Entries from a point annotation set
## start
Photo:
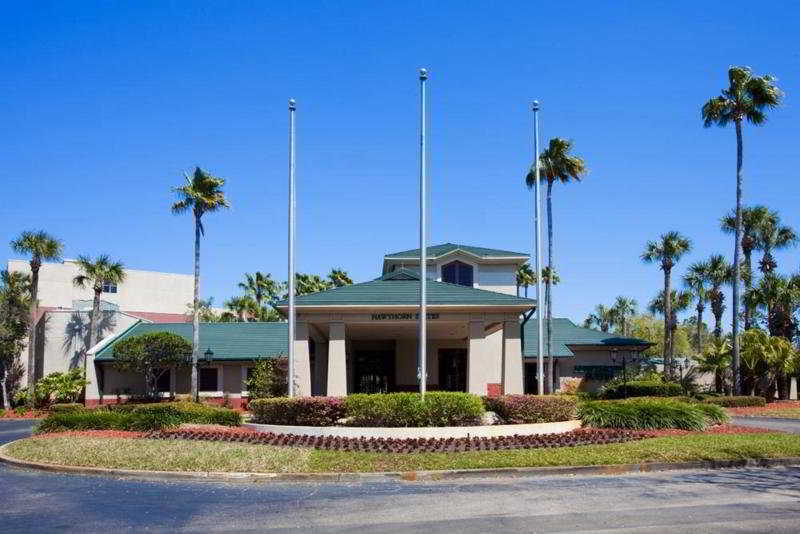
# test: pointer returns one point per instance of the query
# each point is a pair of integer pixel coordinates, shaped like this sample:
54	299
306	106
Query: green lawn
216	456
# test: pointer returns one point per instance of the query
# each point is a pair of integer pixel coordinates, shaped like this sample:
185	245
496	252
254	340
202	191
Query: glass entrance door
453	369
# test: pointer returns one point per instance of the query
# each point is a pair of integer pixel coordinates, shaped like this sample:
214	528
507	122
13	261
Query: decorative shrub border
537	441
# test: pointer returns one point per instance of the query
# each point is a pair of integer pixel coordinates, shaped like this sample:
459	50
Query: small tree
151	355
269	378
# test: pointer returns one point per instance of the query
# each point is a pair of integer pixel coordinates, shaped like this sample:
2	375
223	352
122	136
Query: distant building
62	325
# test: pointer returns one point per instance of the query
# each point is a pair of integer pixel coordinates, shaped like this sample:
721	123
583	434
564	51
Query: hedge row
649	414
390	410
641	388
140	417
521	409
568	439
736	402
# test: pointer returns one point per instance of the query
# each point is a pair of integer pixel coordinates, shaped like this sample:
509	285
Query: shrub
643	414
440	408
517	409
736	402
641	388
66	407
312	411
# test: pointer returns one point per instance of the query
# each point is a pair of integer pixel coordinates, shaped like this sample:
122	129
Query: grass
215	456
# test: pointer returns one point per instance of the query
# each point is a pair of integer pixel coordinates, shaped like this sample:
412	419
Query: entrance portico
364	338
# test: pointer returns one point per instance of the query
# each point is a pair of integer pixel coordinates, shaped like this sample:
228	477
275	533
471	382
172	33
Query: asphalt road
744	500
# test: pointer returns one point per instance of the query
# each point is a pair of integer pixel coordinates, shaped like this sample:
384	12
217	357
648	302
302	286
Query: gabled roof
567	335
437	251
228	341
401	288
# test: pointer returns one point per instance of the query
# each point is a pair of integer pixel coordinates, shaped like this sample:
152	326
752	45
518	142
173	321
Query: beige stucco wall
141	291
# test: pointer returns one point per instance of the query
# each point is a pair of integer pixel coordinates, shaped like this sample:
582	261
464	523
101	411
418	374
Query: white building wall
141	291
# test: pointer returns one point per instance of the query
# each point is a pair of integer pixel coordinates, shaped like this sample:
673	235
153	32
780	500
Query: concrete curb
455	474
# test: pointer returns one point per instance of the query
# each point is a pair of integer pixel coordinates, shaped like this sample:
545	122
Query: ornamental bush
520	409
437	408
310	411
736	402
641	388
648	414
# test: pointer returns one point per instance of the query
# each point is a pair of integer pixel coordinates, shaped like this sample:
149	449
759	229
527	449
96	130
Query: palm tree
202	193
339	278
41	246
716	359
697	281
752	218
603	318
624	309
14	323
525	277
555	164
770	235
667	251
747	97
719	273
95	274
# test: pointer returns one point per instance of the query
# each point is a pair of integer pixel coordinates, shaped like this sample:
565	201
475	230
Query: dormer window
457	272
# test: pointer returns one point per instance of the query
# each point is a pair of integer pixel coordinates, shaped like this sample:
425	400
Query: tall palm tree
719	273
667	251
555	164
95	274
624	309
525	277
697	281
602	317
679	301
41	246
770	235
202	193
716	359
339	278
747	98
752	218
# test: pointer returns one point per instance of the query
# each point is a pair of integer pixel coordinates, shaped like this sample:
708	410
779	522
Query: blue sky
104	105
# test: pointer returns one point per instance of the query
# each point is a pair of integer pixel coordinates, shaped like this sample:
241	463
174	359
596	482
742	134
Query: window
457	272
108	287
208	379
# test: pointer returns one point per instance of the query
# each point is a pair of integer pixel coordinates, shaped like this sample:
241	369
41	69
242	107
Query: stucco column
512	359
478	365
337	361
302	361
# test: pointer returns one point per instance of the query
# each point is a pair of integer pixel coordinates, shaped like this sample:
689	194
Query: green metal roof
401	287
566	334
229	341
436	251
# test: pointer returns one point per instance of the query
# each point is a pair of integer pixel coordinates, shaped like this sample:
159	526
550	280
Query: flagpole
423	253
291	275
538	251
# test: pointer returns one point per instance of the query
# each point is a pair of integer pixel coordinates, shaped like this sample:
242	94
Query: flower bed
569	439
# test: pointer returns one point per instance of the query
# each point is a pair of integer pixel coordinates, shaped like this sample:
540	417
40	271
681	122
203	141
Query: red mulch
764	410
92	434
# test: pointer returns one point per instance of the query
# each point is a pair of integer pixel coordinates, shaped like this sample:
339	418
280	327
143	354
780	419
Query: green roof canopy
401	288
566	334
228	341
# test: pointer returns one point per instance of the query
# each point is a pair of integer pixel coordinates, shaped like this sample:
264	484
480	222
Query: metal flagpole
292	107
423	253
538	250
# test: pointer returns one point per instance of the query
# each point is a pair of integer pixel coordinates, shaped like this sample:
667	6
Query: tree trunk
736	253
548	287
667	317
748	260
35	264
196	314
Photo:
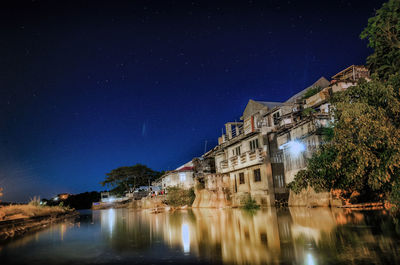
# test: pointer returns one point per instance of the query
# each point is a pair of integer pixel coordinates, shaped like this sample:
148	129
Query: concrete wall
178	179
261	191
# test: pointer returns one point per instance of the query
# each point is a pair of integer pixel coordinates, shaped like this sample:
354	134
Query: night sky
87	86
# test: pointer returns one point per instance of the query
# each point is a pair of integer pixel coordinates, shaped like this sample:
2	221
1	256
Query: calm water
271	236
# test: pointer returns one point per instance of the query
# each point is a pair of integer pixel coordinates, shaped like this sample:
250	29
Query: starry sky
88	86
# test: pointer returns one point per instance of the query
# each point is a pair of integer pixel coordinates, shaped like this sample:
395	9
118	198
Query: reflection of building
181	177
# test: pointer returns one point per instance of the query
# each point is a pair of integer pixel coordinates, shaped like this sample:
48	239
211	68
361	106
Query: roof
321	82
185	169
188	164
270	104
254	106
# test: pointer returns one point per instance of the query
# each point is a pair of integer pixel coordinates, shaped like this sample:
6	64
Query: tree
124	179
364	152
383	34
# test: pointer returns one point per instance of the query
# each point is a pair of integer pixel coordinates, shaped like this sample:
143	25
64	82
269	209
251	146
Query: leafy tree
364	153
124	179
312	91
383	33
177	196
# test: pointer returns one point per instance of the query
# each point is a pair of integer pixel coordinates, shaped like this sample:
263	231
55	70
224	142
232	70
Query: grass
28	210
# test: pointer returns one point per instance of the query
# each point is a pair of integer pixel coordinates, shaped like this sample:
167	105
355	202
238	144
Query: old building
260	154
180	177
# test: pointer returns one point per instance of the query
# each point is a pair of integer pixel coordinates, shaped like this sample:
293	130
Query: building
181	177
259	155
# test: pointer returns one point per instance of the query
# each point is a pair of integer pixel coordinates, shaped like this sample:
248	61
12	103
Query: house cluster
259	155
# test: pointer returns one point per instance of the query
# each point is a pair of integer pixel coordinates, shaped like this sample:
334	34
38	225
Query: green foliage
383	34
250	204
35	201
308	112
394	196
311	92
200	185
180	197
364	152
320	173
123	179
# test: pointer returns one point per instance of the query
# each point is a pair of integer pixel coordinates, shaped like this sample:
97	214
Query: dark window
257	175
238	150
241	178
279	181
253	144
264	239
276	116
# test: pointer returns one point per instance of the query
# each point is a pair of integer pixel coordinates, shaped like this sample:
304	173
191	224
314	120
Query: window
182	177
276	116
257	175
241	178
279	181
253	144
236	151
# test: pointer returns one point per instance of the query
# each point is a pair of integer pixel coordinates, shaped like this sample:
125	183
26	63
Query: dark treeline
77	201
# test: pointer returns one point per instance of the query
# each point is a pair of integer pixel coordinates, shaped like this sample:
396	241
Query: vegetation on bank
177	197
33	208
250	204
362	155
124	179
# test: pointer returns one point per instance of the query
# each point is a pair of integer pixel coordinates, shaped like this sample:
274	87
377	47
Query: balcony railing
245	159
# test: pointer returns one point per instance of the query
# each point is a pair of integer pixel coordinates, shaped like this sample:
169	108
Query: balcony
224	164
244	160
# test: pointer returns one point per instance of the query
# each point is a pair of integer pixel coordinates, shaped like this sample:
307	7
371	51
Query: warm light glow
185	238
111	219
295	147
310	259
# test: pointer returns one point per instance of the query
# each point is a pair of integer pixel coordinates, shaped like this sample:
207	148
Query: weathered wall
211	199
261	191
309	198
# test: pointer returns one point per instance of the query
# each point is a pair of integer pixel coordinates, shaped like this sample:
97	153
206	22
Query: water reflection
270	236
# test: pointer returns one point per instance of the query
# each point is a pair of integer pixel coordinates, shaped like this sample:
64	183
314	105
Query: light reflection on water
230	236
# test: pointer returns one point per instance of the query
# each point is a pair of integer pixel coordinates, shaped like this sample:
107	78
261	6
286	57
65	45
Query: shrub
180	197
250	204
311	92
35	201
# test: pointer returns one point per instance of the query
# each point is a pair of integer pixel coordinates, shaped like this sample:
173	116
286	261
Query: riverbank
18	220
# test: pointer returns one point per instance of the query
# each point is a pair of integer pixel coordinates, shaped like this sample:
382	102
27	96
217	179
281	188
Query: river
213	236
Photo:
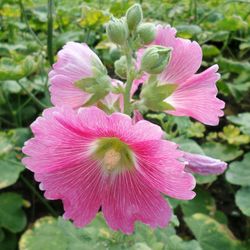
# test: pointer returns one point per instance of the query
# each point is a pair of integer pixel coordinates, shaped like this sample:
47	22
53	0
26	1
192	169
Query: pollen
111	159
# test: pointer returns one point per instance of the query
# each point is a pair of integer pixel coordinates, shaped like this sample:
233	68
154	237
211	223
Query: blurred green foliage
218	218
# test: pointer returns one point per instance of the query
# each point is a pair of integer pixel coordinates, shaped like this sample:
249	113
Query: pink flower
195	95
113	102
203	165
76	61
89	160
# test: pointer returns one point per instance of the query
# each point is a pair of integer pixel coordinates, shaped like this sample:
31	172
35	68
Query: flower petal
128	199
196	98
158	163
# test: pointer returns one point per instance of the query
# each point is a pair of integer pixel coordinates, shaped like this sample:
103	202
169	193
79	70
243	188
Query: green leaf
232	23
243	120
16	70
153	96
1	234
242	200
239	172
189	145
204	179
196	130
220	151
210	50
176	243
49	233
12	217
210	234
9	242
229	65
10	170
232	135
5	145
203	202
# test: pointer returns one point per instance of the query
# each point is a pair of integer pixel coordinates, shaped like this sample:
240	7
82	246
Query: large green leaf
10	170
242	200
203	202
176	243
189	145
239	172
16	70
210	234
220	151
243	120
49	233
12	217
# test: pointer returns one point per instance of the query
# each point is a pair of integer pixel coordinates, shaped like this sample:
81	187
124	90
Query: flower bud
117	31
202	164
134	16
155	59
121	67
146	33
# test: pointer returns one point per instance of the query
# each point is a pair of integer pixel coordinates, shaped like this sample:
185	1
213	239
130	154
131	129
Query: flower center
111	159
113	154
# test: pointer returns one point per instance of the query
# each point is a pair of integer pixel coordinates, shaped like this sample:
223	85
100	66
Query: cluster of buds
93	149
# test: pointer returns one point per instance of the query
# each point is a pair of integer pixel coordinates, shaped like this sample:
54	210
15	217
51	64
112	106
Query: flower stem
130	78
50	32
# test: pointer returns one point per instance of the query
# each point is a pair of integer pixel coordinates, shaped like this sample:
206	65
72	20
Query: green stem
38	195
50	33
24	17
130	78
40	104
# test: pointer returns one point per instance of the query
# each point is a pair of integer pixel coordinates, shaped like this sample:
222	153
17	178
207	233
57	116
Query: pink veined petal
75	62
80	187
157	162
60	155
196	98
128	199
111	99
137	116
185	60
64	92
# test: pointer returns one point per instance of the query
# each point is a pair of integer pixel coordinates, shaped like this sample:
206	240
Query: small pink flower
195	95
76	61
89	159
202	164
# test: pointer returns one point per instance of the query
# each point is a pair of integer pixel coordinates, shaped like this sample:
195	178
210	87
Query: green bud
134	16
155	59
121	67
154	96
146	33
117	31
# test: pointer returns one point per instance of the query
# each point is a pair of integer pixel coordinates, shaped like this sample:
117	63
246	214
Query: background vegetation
## end
Work required: Identify every line in the entries above that contains the word "small", and copy each of those lines. Case counts, so match only lines where the word appears with exactly that capitalization.

Exercise solution:
Query: small tree
Query: small pink flower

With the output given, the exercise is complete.